Updated 30 May 2025 at 15:59 IST
Adani Ports and Special Economic Zone Ltd (APSEZ), India’s largest integrated transport utility, has successfully raised ₹5,000 crore through a 15-year Non-Convertible Debenture (NCD), marking one of the longest-tenure debt issuances in the history of Indian capital markets.
The debt instrument, carrying a competitive coupon rate of 7.75% per annum, was fully subscribed by Life Insurance Corporation of India (LIC), underscoring investor confidence in APSEZ’s robust financial profile and 'AAA/Stable' domestic credit rating. The NCDs will be listed on the Bombay Stock Exchange (BSE).
The proceeds from the issue are earmarked to fund a proposed buyback of APSEZ’s U.S. dollar bonds, subject to board approval on May 31. A full execution of this plan would extend APSEZ’s average debt maturity from 4.8 years to 6.2 years, enhancing long-term financial stability.
“This isn't merely a financing exercise; it's a proactive execution of a meticulously developed Capital Management Plan,” said Ashwani Gupta, Whole-time Director & CEO, APSEZ. “The plan is focused on maintaining conservative leverage, extending the debt maturity profile, lowering the cost of capital, and diversifying funding sources. It is designed to support our long-term vision to become the world’s largest integrated transport utility.”

========

[Challenges]
a) According to the article on the Adani Ports debenture issue, what coupon rate does the debt instrument carry?
b) Write the next few sentences of the article on the Adani Ports debenture issue, continuing on from its final paragraph.

(Entries from an annotation dataset)
========

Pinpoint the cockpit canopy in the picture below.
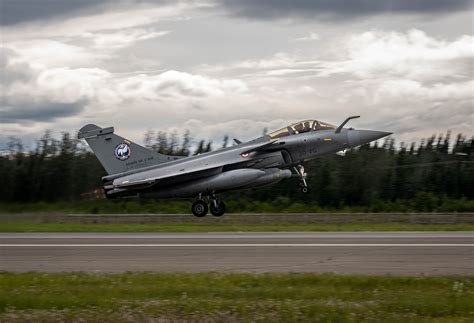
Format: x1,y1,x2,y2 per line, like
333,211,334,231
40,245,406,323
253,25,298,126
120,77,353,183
269,120,336,139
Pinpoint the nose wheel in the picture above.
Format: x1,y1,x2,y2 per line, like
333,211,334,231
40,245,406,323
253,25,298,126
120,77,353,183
293,164,310,194
191,194,226,218
191,200,209,218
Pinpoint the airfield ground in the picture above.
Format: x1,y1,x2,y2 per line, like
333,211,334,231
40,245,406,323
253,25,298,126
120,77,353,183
0,214,474,322
0,273,474,322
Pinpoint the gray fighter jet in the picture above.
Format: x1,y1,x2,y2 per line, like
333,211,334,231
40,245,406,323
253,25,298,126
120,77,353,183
78,116,391,217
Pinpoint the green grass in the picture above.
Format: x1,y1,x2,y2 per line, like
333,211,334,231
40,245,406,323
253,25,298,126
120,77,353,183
0,222,474,232
0,273,474,322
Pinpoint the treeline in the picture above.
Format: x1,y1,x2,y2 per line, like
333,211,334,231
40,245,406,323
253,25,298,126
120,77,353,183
0,131,474,211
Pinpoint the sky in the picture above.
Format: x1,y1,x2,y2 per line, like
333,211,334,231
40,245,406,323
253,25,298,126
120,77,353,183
0,0,474,148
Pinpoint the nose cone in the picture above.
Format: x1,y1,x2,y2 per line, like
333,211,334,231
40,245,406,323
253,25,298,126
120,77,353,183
349,130,392,147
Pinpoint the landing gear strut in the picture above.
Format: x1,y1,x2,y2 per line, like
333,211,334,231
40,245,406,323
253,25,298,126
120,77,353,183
191,194,225,218
191,200,209,218
293,164,310,194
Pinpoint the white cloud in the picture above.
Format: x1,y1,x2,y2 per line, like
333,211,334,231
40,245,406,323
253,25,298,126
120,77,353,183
294,32,321,42
320,30,474,80
82,28,170,51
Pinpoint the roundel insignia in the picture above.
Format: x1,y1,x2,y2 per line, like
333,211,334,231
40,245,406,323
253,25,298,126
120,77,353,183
115,143,132,160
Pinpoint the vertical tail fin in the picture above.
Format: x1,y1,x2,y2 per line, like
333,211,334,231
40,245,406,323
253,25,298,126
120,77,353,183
77,124,180,175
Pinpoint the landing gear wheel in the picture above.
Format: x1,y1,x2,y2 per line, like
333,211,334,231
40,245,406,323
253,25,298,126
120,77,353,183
191,200,209,218
301,186,310,194
209,200,225,216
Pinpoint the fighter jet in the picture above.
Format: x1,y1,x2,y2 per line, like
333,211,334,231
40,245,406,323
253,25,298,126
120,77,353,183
78,116,391,217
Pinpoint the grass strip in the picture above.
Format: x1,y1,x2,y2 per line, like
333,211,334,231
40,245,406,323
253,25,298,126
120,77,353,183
0,273,474,322
0,222,474,232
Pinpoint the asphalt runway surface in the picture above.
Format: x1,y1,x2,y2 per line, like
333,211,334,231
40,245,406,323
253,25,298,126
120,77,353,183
0,232,474,275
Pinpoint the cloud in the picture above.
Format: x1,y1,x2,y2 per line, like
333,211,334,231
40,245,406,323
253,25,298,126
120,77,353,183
116,70,247,100
320,30,474,80
82,28,170,51
0,0,108,25
0,49,247,122
0,0,180,26
221,0,472,20
294,32,321,41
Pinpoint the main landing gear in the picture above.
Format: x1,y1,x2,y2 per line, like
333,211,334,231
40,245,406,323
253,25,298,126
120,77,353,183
293,164,310,194
191,194,225,218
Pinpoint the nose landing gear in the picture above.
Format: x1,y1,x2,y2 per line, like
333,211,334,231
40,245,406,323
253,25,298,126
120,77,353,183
191,200,209,218
191,194,226,218
293,164,310,194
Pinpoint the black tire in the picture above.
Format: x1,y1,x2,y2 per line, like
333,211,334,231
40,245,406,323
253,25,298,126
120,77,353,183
301,186,310,194
209,200,225,216
191,200,209,218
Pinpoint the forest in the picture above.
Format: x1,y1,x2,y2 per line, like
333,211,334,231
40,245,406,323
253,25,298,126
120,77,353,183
0,131,474,212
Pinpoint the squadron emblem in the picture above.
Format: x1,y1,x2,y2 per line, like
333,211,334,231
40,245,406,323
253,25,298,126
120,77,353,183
115,143,132,160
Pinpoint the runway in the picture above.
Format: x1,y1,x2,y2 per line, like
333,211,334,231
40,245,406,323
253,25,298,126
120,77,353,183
0,232,474,275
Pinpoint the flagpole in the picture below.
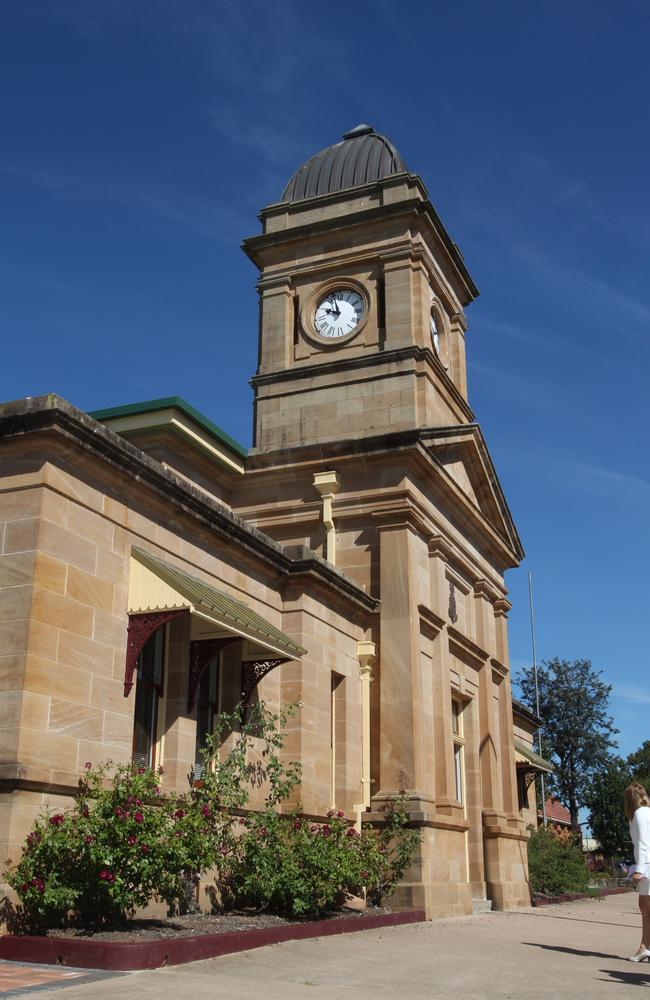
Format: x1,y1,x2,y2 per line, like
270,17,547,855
528,573,546,826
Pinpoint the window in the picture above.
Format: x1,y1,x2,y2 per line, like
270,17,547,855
451,698,465,805
133,628,165,767
194,656,221,778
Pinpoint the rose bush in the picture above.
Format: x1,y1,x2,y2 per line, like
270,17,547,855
7,704,418,929
221,799,419,917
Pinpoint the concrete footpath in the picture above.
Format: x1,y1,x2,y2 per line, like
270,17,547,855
0,893,650,1000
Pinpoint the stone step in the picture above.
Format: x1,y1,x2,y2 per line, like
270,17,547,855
472,899,492,913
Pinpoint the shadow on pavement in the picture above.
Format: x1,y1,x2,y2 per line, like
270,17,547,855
598,969,650,986
521,941,623,962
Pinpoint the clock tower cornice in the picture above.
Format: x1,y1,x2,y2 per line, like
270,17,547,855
242,189,479,306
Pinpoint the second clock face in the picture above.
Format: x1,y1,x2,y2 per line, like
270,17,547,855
314,288,366,340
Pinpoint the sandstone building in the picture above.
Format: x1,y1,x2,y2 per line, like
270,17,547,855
0,126,529,917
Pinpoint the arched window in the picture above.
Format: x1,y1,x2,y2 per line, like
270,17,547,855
430,303,448,368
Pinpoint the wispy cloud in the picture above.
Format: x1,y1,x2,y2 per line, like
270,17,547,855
560,459,650,496
510,242,650,333
0,161,246,245
612,683,650,705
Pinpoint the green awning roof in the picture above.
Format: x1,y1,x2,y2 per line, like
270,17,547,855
131,547,307,660
515,737,555,774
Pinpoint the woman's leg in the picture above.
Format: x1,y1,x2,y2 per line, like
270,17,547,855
639,896,650,948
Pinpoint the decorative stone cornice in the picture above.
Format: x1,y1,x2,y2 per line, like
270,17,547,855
447,625,490,670
490,656,510,677
418,604,446,638
494,597,512,618
0,393,379,611
474,579,501,604
372,501,431,540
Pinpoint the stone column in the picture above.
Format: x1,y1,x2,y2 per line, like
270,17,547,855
161,614,196,791
353,640,377,829
383,251,414,350
314,471,341,566
379,512,424,794
429,536,456,812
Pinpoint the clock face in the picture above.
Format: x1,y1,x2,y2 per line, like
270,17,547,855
314,288,366,340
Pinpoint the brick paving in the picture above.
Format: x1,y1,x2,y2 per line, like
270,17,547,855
0,960,124,1000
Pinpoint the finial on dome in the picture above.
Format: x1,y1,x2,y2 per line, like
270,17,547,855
343,125,376,139
281,124,406,202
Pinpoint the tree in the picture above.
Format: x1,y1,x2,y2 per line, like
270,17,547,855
627,740,650,790
517,657,618,831
585,757,630,858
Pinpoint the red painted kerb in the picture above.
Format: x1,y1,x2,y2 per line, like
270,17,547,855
0,910,424,972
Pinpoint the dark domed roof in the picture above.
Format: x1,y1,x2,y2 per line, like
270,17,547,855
281,125,406,201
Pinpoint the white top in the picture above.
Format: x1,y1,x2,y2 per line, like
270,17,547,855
630,806,650,878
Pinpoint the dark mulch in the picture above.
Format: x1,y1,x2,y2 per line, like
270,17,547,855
45,906,392,942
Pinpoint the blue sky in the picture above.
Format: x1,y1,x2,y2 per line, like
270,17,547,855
0,0,650,753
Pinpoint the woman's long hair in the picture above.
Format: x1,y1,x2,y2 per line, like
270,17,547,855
623,781,650,821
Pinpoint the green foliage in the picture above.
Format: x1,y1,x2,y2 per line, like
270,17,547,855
222,799,419,917
585,757,631,858
7,706,299,927
7,705,419,929
528,826,590,896
517,658,618,829
627,740,650,792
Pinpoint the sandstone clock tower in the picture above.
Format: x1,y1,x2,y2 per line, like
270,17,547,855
244,125,478,449
233,125,529,916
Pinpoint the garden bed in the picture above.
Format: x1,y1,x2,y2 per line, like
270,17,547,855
533,886,634,906
0,910,425,971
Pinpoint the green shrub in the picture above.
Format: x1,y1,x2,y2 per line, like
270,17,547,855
7,704,419,929
7,706,299,928
223,800,419,917
528,827,590,896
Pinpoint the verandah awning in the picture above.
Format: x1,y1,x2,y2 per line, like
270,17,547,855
124,548,306,711
128,548,306,660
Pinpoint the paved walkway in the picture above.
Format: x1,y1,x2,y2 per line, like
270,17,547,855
0,893,650,1000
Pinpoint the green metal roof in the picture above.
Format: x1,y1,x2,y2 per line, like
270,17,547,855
89,396,248,458
515,736,555,774
131,548,307,660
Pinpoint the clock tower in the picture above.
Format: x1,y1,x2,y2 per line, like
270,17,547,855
232,125,529,916
244,125,478,450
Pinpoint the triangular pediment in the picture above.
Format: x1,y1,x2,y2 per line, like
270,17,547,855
421,424,524,559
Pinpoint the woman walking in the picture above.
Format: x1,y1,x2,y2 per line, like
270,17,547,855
625,782,650,962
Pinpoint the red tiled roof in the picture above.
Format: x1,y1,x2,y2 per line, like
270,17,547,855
540,799,571,826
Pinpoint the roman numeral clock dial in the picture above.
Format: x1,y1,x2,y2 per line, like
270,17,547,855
314,288,366,340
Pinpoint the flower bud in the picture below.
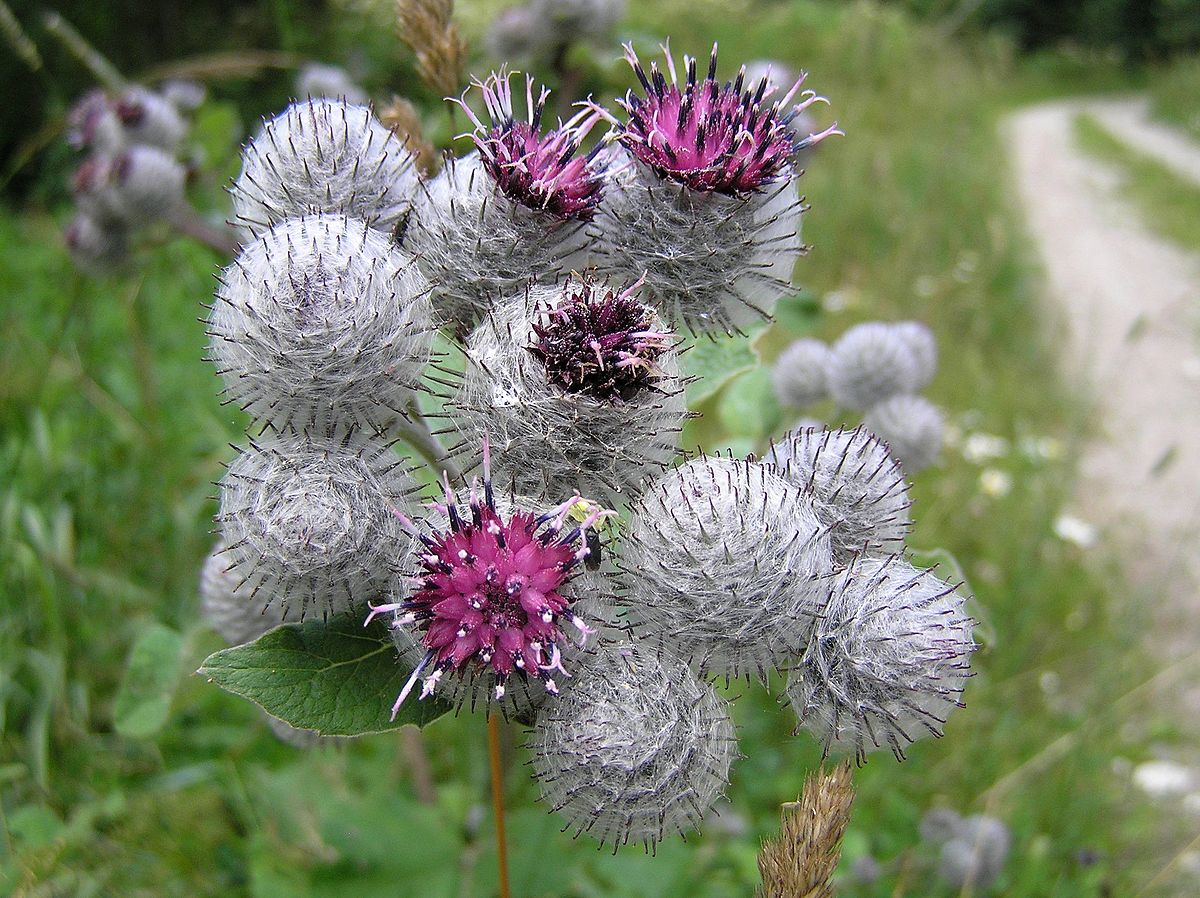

========

[Responses in order]
a) It carries a coupon rate of 7.75% per annum.

b)
The transaction demonstrates APSEZ’s continued access to long-term domestic capital at attractive pricing, strengthening its debt maturity profile and liquidity position. It also reinforces the company’s financial flexibility to pursue inorganic growth, technology upgrades, and operational enhancements.
With ambitions to more than double its cargo handling to 1 billion tonnes by FY30, APSEZ is aggressively expanding not just its port operations, but also its logistics and marine services businesses. The firm believes its improved debt profile will provide a strong foundation for capital-intensive projects and strategic opportunities.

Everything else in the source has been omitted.